▶ PROBLEM: Word for word, the records below are to be set down again.

Collected data entries:
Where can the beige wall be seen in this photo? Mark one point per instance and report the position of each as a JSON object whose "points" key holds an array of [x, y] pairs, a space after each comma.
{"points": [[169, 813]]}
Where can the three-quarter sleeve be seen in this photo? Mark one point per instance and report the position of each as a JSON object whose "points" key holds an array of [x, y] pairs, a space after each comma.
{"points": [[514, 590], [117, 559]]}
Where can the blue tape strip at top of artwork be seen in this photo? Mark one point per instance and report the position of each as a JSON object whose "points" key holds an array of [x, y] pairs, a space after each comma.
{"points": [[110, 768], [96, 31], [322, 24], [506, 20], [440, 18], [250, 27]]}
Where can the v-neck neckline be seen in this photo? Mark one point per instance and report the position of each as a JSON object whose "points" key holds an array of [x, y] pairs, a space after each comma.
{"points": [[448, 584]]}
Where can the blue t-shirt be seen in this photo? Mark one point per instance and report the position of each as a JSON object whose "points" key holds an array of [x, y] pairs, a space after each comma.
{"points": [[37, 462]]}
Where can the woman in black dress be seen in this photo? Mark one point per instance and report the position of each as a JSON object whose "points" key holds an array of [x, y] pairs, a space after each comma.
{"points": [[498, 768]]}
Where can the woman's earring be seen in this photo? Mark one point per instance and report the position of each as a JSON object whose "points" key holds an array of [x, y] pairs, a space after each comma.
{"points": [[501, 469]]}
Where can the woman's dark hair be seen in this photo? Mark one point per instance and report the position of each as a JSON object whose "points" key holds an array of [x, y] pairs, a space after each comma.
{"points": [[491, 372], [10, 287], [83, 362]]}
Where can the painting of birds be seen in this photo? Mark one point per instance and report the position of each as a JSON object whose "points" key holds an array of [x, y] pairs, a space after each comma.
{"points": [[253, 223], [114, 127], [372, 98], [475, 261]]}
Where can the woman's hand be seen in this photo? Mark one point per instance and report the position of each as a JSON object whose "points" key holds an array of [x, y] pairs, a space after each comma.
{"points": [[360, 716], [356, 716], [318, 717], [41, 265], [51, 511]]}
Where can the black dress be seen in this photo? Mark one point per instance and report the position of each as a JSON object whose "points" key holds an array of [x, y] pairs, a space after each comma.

▶ ANSWER TO THIS EXERCISE:
Where can the beige wall be seen in this photo? Mark one point per instance and report the position of each as a JSON object whose "points" key holds an array of [x, y] pairs, a space after each comma.
{"points": [[169, 813]]}
Where can the three-quarter sleeve be seen in this photo? Mark one point per instance and report the position of each as a JSON object whose "points" key holds an array of [x, y] pairs, a space after each comma.
{"points": [[514, 590], [117, 559]]}
Where can the blue tape strip at top of artwork be seen in this photo? Mark one point per instance and report the position of each as a JSON object whose "points" key holds an array of [x, y] pairs, a space after each comma.
{"points": [[110, 768], [96, 31], [322, 24], [506, 20], [440, 18], [250, 27]]}
Where can the v-neck neckline be seen in this photo? Mark one point per instance and report the position of each as a JSON object whose "points" key holds an array of [x, y] pairs, a space after each comma.
{"points": [[448, 584]]}
Where can the blue t-shirt be seen in this photo? Mark one point per instance and report the position of each as a JSON object whose "points" key holds an array of [x, y] pairs, a space after each comma.
{"points": [[37, 462]]}
Where can the woman in black dress be seen in this photo? Mark one point per instance and report the position of each as a JSON object whose "points" key holds an array of [x, y] pairs, a space after each comma.
{"points": [[498, 768]]}
Where can the woman's earring be seen in this photo? Mark one point per instance and report the position of each as a JSON object whose "points" key holds an array of [x, y] pairs, a space after each comma.
{"points": [[501, 469]]}
Where can the woman's dark hair be seen in this photo? Mark one point per instance and report the position of each as a JSON object whose "points" key holds an array of [x, y] pairs, a space after each comma.
{"points": [[491, 372], [10, 287], [83, 362]]}
Where can the painting of birds be seen in this photo? Mark one point per instance and report the position of each as a JSON object whose "points" key holds an array of [x, y] pairs, a space after each comma.
{"points": [[253, 223], [114, 127], [372, 98], [475, 261]]}
Where can the woman's hand be seen in this photo? Mark one point per instance and report the position of each as a JSON object whose "points" key holds an array of [x, y] pairs, a space after each comma.
{"points": [[360, 716], [356, 716], [318, 717], [41, 265], [51, 511]]}
Where can the black dress be seen in this photo? Mark one point per instance and report the position of each as a JSON object whose "points" key holds an array of [x, y] pairs, a space after each comma.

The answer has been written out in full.